:: ABOUT THIS EXERCISE ::
Copy out all the lines of the data precisely, omitting any pictures.

:: DATA ::

- - -

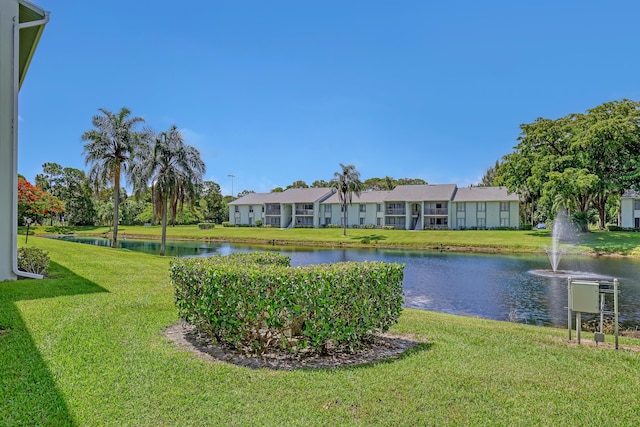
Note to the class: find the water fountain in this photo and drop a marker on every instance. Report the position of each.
(561, 229)
(563, 235)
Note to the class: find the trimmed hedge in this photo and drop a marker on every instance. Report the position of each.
(257, 301)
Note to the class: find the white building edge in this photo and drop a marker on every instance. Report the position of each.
(21, 25)
(630, 209)
(408, 207)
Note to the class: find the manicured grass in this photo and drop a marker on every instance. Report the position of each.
(86, 347)
(594, 243)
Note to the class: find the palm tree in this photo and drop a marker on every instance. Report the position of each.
(347, 182)
(109, 149)
(175, 171)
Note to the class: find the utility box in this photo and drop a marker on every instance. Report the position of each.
(597, 297)
(584, 297)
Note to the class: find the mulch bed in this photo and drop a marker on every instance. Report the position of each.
(384, 347)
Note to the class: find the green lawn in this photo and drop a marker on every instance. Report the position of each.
(86, 347)
(597, 242)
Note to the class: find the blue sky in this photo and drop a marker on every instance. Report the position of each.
(273, 92)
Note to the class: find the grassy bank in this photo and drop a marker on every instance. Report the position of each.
(86, 347)
(594, 243)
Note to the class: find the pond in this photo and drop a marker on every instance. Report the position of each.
(499, 287)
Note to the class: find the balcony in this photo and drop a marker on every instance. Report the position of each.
(436, 211)
(396, 211)
(304, 212)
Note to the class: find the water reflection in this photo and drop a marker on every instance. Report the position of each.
(492, 286)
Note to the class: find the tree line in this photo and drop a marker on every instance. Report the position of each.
(165, 174)
(580, 164)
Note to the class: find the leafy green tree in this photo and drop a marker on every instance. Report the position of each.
(347, 183)
(110, 147)
(577, 161)
(212, 204)
(489, 177)
(175, 171)
(72, 187)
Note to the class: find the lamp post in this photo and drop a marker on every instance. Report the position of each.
(232, 176)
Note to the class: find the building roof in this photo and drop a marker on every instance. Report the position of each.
(304, 195)
(373, 196)
(484, 194)
(256, 199)
(419, 193)
(31, 20)
(292, 195)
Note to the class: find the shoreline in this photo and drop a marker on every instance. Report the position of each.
(315, 244)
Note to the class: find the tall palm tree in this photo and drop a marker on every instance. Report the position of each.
(109, 150)
(175, 171)
(347, 182)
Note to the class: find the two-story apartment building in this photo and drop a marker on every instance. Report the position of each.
(407, 207)
(485, 207)
(295, 207)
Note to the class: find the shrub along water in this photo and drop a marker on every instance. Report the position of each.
(257, 301)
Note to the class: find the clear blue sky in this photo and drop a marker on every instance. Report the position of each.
(277, 91)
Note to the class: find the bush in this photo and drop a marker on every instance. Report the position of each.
(33, 260)
(257, 301)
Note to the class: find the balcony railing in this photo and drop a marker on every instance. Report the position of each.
(396, 211)
(436, 211)
(304, 212)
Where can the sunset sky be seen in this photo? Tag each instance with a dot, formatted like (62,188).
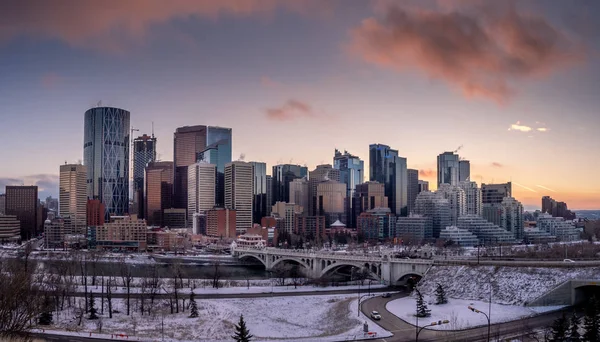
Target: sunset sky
(516,84)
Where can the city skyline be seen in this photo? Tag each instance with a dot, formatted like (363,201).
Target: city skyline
(307,79)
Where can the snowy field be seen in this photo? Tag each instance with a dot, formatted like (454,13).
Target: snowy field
(307,318)
(511,285)
(457,313)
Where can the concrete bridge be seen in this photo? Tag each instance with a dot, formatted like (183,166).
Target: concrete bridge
(384,268)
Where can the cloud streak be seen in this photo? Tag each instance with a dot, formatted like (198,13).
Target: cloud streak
(480,52)
(290,111)
(112,24)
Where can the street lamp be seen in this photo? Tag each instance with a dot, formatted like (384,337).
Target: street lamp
(429,325)
(486,316)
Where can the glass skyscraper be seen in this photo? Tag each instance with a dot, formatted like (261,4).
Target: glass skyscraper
(352,173)
(106,157)
(144,152)
(385,166)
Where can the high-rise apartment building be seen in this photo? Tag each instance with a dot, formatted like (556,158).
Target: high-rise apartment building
(474,205)
(352,170)
(299,193)
(196,143)
(282,176)
(144,152)
(72,194)
(448,168)
(106,157)
(201,188)
(512,217)
(259,191)
(331,201)
(412,187)
(388,168)
(158,191)
(289,212)
(321,173)
(22,202)
(437,207)
(457,199)
(239,194)
(464,170)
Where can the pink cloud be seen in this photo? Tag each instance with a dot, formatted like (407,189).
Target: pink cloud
(481,53)
(112,24)
(291,110)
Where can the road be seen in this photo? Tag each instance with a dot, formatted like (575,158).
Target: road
(404,332)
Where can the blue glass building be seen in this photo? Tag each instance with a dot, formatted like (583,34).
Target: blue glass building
(106,156)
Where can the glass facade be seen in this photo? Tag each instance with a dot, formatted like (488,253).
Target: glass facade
(106,157)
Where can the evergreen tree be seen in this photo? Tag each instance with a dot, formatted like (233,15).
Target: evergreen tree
(93,310)
(574,335)
(591,322)
(46,317)
(422,310)
(560,328)
(242,334)
(440,295)
(193,306)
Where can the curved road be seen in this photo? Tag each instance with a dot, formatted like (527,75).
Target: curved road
(404,332)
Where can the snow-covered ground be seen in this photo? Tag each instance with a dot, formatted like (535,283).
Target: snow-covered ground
(307,318)
(456,311)
(511,285)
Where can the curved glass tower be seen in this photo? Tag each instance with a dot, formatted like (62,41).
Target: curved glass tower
(106,156)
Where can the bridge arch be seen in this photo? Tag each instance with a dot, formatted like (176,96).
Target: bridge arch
(254,256)
(370,268)
(286,258)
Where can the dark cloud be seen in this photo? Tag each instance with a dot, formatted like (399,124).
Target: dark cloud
(289,111)
(480,52)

- - -

:: TASK RESPONSE ::
Note to the class: find the water fountain in this photo and drop a marker on every instance. Report the position of each.
(561, 229)
(563, 235)
Note to the class: find the trimmed hedge in this photo and drop a marker on every instance. Report the position of each.
(257, 301)
Note to the class: find the white building edge in this photo and drop a marker on every instance. Report the position of each.
(21, 25)
(630, 209)
(408, 207)
Note to the class: find the manicured grass in this photo and drop a marker on every instance. Report the position of each.
(86, 347)
(594, 243)
Note to the class: find the palm tree in this photo and drop a marker on every instance. Report the position of each.
(347, 182)
(109, 149)
(175, 171)
Note to the class: find the utility box in this photo and drop a marker on every instance. Report the position of each.
(597, 297)
(584, 297)
Note to the class: find the mulch bed in this photo and drop a marker on every instance. Report the position of each.
(384, 347)
Note to the class: find the green lawn in this photo and drop a marker on every instance. Report the position of each.
(86, 347)
(597, 242)
Note to the class: find the blue sky in this photo and drop a marker on every instance. Report the position of each.
(273, 92)
Note to the class: find the grassy bank in this photo and drop a marker on every instance. Report the position of each.
(86, 347)
(594, 243)
Note to the class: find the pond in this photo and drop a marker on every instance. Report the position of each.
(499, 287)
Note to the class: find the balcony in this photo and drop a marker on every instance. Report the position of each.
(436, 211)
(396, 211)
(304, 212)
Note to the class: find the water reflection in this photo and drop a marker on every instance. Report the position of each.
(492, 286)
Note to the class: find the tree line in this photo and drop a marker on every instance. Report the position of each.
(165, 174)
(580, 164)
Note to the class: find the leafy green tree in this photo and drop a marker on every instance. Report the position of each.
(347, 183)
(110, 147)
(577, 161)
(212, 204)
(489, 177)
(175, 171)
(72, 187)
Note to the class: find the lamp post in this photo and drop a marker on every instance. Report the position of each.
(232, 176)
Note to the class: find the building roof in this photo and drop a marker on every instance. Report the position of each.
(304, 195)
(373, 196)
(484, 194)
(256, 199)
(419, 193)
(31, 20)
(292, 195)
Note to the class: find the shoreline in this photo and drop a marker on every instance. Report the position of each.
(315, 244)
Note to the class: find the tall palm tree in this photo and drop a marker on every instance. Report the position of each.
(109, 150)
(175, 171)
(347, 182)
Note to the class: find the two-story apartment building in this photo and drop a marker on every instance. Report the position of each.
(407, 207)
(485, 207)
(295, 207)
Note to the class: find the shrub along water in this photo and drop a marker on every instance. Report the position of each.
(257, 301)
Note to the class: find the clear blue sky in this photo and drop a marker on every instance. Report the position of each.
(277, 91)
Note to the class: find the bush in this photo and drop a marker on every instance. Report the position of each.
(33, 260)
(257, 301)
Note to the class: find the balcony railing in this photo and drop a marker on every instance. Report the position of each.
(396, 211)
(436, 211)
(304, 212)
Where can the sunset sky be seen in this photo? Tag each instance with a dot, formatted like (62,188).
Target: sunset sky
(516,84)
Where can the city skyline be seen in this photo? Tag each instance with a dot, formatted like (363,201).
Target: city skyline
(307,79)
Where can the snowy field be seen in this photo? Tag each instance with a dot, formatted like (454,13).
Target: snowy field
(307,318)
(511,285)
(457,313)
Where can the concrete bridge be seen in this photo? Tag each instance with a dot, formatted like (183,166).
Target: concrete bridge
(384,268)
Where can the cloud streak be seen in this photo? Tag each instance with a dot, formatted like (198,13).
Target: cloud streak
(480,52)
(290,111)
(112,24)
Where can the street lamp be seen in this photo? Tag each instance with a dot, formatted like (384,337).
Target: street lamp
(429,325)
(486,316)
Where can the glass skyscraper be seen in this photo? Tag each instance with a dot, formatted like (261,4).
Target: glass skyscraper
(352,173)
(106,157)
(144,152)
(385,166)
Where can the high-rise apartment building be seen in this photo? Tag each instance with a dot, formatted like (556,158).
Target: high-rise apartment building
(474,205)
(352,170)
(299,193)
(196,143)
(282,176)
(144,152)
(72,194)
(448,168)
(106,157)
(201,188)
(512,217)
(259,191)
(331,201)
(412,187)
(388,168)
(158,191)
(289,212)
(321,173)
(22,202)
(437,207)
(457,199)
(239,194)
(464,170)
Where can the pink cloud be seen in this photo? Tag each instance with a dot, formatted like (407,189).
Target: pink cloud
(481,53)
(112,24)
(291,110)
Where can the road be seen in this photo? Tag each instance with a dot, formatted like (575,158).
Target: road
(404,332)
Where can the blue glass building be seen in this photo? Tag each instance with a dot, formatted like (583,34).
Target: blue glass building
(106,156)
Where can the glass facade be seen in this photo? Tag each instance with a dot, formatted like (488,253).
Target: glass facade
(106,157)
Where can the evergreen tree be seen in this photo? Tag each instance with a dot, formatted like (233,15).
Target: evergreen tree
(93,310)
(574,335)
(591,322)
(46,317)
(422,310)
(560,328)
(242,334)
(440,295)
(193,306)
Where can the curved road be seen in this photo? Tag each instance with a dot, formatted like (527,75).
Target: curved road
(404,332)
Where can the snow-covered ground be seen in this photo? Tag each instance with a dot, formatted like (535,283).
Target: snow-covered ground
(307,318)
(456,311)
(511,285)
Where can the curved glass tower be seen in this photo? Tag each instance with a dot, formatted like (62,41).
Target: curved glass tower
(106,156)
Where can the bridge arch be seen in this photo? Tag each instance with a dot, formatted like (176,96).
Target: bridge arch
(254,256)
(370,268)
(286,258)
Where can the dark cloud be seen in this photo? Tag each instance with a dot, formatted like (399,124).
Target: dark cloud
(289,111)
(480,52)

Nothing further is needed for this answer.